# Problem 1:
In the passage about the HL Tauri image, which telescope took the wider view in visible light?

========================================================================

This leaves us asking questions. Have planets been imaged while forming around young stars? Have protoplanetary systems—as they are called—actually been observed while the formation process is happening? If so, how do they fit into the biblical creationist worldview? According to the latter God created the stars on Day 4 of Creation Week about 6000 years ago (as measured by Earth’s clocks).

From a biblical creationist perspective then, the issue of both star and planet formation is not so much that we are seeing the process via our telescopes today, but whether the process is occurring naturalistically,2 without the creative hand of God.

However, the stunning significance of the ALMA image (Fig. 1) is that it almost exactly matches what secular astrophysicists had long predicted a solar system should look like during the early stages of its formation. An article in Sky & Telescope, November 6th, 2014, reported,

“An ALMA submillimeter-wavelength image unveils the dawn of planet formation around a surprisingly young star in unprecedented detail.”1 (emphasis added)

One important element missing from this image (Fig.1) is the planets themselves, or at least the planetesimals,3 which are allegedly their precursors. Another important missing element is the cloud of gas and dust that allegedly surrounds it all and obscures it from view in visible light. The ALMA telescope is able to see through this dust to obtain the image. But a much wider view, taken in the visible part of the spectrum, with the Hubble telescope, shows what it looks like (Fig. 2).

HL Tauri 2
Figure 2. What appears to be a newly forming star, HL Tauri (bright yellow object, upper left) is imaged emitting a glowing jet of plasma (violet spiral) from its central axis, illuminating the cloud of gas and dust that envelops the whole. Hubble Space Telescope image in visible light spectrum. Ref. 4. Credit: ESA/Hubble & NASA. Acknowledgement: Gilles Chapdelaine.

So what is it exactly that we are looking at in Fig. 1? Is it really a new-born star and proto-planetary system caught on-camera in the process of formation? Does this evidence support the evolutionary worldview by demonstrating beyond doubt that stars and planets can form via naturalistic processes? Or are there other explanations?

As biblical creationists, we are really left with just two questions:

  • What can we learn from planetary systems?
  • What story-telling is told to support the evolutionary worldview?

We need to be cautious about anything at all that we might say about this new image. Science makes progress only by studying repeatable events, making comparisons between them, developing generalizations (hypotheses) about them, and using those hypotheses to predict the expected outcomes of new observations.

The study of origins in secular astronomy is fundamentally uniformitarian in nature.5 Astrophysicists are limited to what they can find to test their hypotheses. What they do is like ‘stamp collecting’—if you find a lot the same you say it is common, if you don’t you say it is rare. And because they are largely locked into the evolutionary big bang paradigm, they are looking for systems at different evolutionary stages. That is very much analogous to the fossil record and ‘seeing’ the supposed evolutionary stages therein. The investigators’ bias heavily influences their interpretation of the evidence at hand.

========================================================================

# Problem 2:
Tally the lines of the listing that contain the string "ceiling" and give only that number.

Segmentation labeling entries
========================================================================

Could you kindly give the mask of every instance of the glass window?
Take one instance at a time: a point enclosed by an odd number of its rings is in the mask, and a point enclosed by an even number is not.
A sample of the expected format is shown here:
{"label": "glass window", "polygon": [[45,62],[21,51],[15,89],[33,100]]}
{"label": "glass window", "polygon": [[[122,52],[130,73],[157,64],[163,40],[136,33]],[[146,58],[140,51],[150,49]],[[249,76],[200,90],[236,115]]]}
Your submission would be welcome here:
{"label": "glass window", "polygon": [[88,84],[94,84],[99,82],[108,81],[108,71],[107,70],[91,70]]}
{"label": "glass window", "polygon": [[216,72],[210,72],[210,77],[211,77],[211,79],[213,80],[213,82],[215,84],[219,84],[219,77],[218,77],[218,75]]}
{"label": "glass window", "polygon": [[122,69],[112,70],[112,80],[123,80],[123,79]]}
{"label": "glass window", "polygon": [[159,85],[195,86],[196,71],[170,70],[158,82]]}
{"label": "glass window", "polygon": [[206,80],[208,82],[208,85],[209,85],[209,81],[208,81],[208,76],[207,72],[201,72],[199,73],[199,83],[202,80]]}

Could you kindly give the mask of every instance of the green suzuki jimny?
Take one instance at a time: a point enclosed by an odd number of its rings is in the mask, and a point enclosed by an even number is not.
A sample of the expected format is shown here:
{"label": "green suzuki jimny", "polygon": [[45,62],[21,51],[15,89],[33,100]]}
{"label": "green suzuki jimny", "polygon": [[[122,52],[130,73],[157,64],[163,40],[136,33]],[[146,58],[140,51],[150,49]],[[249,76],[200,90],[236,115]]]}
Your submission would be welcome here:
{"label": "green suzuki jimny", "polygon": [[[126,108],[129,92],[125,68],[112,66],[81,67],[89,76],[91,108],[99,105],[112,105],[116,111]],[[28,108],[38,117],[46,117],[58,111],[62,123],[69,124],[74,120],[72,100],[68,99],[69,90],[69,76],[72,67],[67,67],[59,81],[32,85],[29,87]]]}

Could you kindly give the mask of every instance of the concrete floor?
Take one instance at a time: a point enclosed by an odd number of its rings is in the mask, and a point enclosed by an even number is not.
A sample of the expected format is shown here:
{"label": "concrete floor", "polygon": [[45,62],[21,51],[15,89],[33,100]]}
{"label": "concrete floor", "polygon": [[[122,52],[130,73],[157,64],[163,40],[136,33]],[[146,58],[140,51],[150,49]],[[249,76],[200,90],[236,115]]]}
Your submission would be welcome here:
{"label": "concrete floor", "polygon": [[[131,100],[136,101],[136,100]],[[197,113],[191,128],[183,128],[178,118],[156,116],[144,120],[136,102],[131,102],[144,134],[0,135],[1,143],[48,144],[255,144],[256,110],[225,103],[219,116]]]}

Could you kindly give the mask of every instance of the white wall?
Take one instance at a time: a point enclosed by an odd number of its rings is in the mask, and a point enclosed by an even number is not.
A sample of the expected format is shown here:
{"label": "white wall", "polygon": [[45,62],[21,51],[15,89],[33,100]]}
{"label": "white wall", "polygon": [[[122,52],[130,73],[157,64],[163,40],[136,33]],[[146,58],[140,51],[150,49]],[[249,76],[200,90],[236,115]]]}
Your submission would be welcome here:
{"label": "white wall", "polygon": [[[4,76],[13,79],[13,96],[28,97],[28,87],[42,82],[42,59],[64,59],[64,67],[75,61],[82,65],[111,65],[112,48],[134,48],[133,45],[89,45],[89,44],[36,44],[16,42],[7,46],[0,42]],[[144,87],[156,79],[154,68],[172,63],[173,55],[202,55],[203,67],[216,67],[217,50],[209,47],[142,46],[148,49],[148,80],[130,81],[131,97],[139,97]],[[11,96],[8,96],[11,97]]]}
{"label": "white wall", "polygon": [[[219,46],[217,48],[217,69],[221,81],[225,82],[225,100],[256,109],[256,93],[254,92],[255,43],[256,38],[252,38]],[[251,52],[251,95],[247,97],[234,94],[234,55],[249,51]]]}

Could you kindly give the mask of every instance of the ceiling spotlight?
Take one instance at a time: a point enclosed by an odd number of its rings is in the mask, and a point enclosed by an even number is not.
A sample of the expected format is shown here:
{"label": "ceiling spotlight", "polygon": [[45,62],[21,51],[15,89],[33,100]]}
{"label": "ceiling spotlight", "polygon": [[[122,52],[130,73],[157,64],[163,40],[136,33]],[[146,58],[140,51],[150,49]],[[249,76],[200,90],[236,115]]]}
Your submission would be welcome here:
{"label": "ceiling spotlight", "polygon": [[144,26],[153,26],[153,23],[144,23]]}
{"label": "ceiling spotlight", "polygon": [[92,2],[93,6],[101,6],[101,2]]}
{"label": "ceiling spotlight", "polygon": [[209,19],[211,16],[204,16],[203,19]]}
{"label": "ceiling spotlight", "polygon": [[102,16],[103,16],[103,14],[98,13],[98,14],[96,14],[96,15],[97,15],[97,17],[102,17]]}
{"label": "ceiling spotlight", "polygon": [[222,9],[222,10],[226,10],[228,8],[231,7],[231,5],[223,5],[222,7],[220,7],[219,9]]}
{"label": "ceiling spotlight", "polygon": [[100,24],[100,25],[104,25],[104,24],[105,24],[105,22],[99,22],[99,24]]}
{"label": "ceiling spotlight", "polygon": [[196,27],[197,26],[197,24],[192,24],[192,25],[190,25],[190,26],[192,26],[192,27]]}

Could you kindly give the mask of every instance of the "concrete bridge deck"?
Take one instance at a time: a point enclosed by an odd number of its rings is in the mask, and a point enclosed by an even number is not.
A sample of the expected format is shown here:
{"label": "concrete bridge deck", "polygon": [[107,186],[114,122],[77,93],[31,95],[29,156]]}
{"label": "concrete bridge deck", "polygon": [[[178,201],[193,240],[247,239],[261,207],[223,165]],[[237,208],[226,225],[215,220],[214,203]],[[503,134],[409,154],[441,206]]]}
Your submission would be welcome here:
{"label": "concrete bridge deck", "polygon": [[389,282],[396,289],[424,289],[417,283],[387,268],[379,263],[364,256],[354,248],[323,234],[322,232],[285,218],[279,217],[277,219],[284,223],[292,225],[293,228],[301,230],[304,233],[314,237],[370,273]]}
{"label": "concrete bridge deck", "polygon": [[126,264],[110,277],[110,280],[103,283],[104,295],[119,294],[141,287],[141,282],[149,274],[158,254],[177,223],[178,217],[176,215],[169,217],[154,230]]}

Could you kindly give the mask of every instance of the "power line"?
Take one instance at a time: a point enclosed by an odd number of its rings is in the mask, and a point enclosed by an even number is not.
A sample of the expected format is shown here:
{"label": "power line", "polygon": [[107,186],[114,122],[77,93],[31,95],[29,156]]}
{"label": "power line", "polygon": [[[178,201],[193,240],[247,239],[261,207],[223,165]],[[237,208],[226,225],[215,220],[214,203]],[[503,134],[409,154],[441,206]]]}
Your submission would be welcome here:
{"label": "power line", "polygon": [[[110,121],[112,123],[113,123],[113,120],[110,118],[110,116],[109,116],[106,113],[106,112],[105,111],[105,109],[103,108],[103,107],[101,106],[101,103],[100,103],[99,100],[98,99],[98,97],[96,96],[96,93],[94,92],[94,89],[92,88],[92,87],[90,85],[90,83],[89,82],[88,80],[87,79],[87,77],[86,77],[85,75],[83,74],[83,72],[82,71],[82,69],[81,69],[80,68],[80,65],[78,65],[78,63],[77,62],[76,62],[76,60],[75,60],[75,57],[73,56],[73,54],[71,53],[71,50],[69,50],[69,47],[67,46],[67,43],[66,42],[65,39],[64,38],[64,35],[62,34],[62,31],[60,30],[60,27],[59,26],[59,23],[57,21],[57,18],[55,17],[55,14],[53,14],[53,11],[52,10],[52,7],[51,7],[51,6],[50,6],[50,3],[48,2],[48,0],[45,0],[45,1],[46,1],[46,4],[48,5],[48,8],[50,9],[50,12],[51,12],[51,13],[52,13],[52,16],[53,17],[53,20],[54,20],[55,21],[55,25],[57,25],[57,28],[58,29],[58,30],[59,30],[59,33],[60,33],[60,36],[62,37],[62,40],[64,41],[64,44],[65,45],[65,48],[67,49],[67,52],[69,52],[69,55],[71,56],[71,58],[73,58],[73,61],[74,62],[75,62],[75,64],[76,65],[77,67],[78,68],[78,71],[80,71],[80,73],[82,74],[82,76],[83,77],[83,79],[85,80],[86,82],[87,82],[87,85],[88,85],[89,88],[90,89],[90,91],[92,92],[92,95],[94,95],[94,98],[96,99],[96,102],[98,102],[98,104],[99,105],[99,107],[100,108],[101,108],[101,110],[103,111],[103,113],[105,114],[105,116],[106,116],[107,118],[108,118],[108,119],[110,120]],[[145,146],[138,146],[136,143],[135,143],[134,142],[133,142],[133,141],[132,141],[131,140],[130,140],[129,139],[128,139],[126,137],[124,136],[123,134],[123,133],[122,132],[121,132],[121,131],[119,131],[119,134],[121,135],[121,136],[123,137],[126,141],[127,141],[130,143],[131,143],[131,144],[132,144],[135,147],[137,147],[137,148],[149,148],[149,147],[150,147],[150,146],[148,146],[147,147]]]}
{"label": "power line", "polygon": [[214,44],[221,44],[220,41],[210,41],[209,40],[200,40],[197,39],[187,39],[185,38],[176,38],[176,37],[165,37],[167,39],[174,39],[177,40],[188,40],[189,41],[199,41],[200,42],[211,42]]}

========================================================================

# Complete output 1:
The Hubble telescope.

# Complete output 2:
10